Exercise instructions
Please copy the lines starting at the one containing "M 147 37 L 167" and ending at the close of the material, substituting "z" for each "Z" and keeping everything else unchanged.

— START Source data —

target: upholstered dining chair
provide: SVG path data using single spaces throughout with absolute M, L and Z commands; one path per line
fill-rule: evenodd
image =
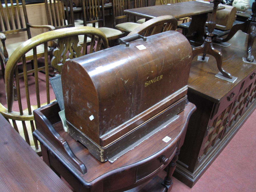
M 147 37 L 167 31 L 175 31 L 177 23 L 176 19 L 171 15 L 157 17 L 142 24 L 128 35 L 138 33 Z
M 115 29 L 105 27 L 105 12 L 104 0 L 81 0 L 83 12 L 83 19 L 75 20 L 76 26 L 87 26 L 89 24 L 96 27 L 105 34 L 109 41 L 109 45 L 112 46 L 118 39 L 123 37 L 124 33 Z
M 114 24 L 116 28 L 127 35 L 140 25 L 129 22 L 129 16 L 124 12 L 124 10 L 130 8 L 130 0 L 113 0 L 112 3 Z M 119 23 L 120 22 L 122 23 Z
M 55 28 L 50 25 L 39 26 L 29 23 L 25 0 L 3 0 L 1 1 L 1 3 L 0 38 L 2 43 L 0 45 L 0 62 L 4 79 L 5 66 L 8 61 L 9 56 L 25 41 L 31 38 L 30 28 L 45 28 L 50 30 Z M 17 36 L 21 35 L 25 36 L 25 41 L 16 38 Z M 13 38 L 16 40 L 11 42 L 10 39 Z M 38 57 L 44 56 L 43 46 L 38 47 L 37 51 Z M 32 60 L 33 58 L 32 51 L 27 54 L 27 60 Z
M 80 35 L 85 37 L 82 47 L 78 44 L 78 36 Z M 89 35 L 90 41 L 88 42 L 87 36 Z M 96 38 L 98 41 L 95 42 Z M 53 50 L 53 57 L 50 61 L 48 44 L 56 39 L 57 47 Z M 95 44 L 97 45 L 95 45 Z M 44 47 L 44 59 L 38 59 L 37 49 L 42 44 Z M 56 29 L 28 40 L 18 47 L 7 62 L 5 76 L 7 107 L 0 103 L 0 113 L 9 120 L 16 131 L 37 152 L 40 152 L 40 146 L 32 134 L 35 129 L 33 111 L 49 103 L 55 98 L 49 83 L 49 71 L 51 68 L 49 66 L 54 66 L 61 73 L 62 65 L 66 61 L 86 54 L 85 49 L 87 49 L 88 45 L 87 54 L 108 46 L 106 36 L 94 27 L 73 27 Z M 34 69 L 27 72 L 26 55 L 31 50 L 34 53 Z M 21 60 L 22 63 L 19 63 Z M 18 68 L 21 67 L 24 69 L 24 75 L 19 77 Z M 43 70 L 45 70 L 45 74 L 38 72 Z M 14 77 L 18 98 L 16 101 L 13 100 Z M 50 98 L 51 93 L 52 98 Z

— END Source data —

Finished answer
M 147 37 L 167 31 L 175 31 L 177 23 L 176 19 L 171 15 L 157 17 L 142 24 L 128 35 L 138 33 z
M 115 29 L 105 27 L 105 12 L 104 0 L 81 0 L 83 12 L 83 19 L 75 20 L 76 26 L 87 26 L 89 24 L 96 27 L 105 34 L 109 41 L 109 45 L 112 46 L 118 39 L 123 37 L 124 33 z
M 114 24 L 116 28 L 127 35 L 140 25 L 129 22 L 129 16 L 124 12 L 124 10 L 130 8 L 130 0 L 113 0 L 112 3 z M 119 23 L 120 22 L 122 23 z
M 55 28 L 50 25 L 39 26 L 29 23 L 25 0 L 3 0 L 1 1 L 1 3 L 0 38 L 2 43 L 0 45 L 0 62 L 4 79 L 5 66 L 8 61 L 9 56 L 25 41 L 31 38 L 30 28 L 45 28 L 50 30 z M 17 36 L 21 35 L 25 36 L 25 41 L 16 38 z M 13 38 L 16 40 L 11 42 L 10 39 z M 38 57 L 44 56 L 43 46 L 38 47 L 37 51 z M 32 60 L 33 58 L 32 51 L 27 54 L 27 60 z
M 80 35 L 85 37 L 82 47 L 78 44 L 78 36 z M 89 35 L 90 41 L 88 42 L 87 36 z M 96 38 L 98 41 L 95 42 z M 53 50 L 53 57 L 50 61 L 48 44 L 56 39 L 57 47 z M 95 44 L 97 45 L 95 45 z M 44 47 L 44 59 L 38 59 L 37 49 L 42 44 z M 56 29 L 28 40 L 18 47 L 7 62 L 5 76 L 7 107 L 0 103 L 0 113 L 9 120 L 16 131 L 37 152 L 40 152 L 40 146 L 32 134 L 35 129 L 33 111 L 49 103 L 55 98 L 49 83 L 49 71 L 51 68 L 49 66 L 54 66 L 61 73 L 62 65 L 66 61 L 86 54 L 85 49 L 87 49 L 88 45 L 87 54 L 108 46 L 106 36 L 94 27 L 73 27 z M 34 69 L 27 72 L 26 55 L 31 50 L 34 53 z M 21 60 L 22 63 L 19 63 z M 18 68 L 21 67 L 24 69 L 24 75 L 19 77 z M 43 70 L 45 70 L 45 74 L 38 72 z M 14 77 L 18 98 L 16 101 L 13 100 z M 50 98 L 51 93 L 52 98 z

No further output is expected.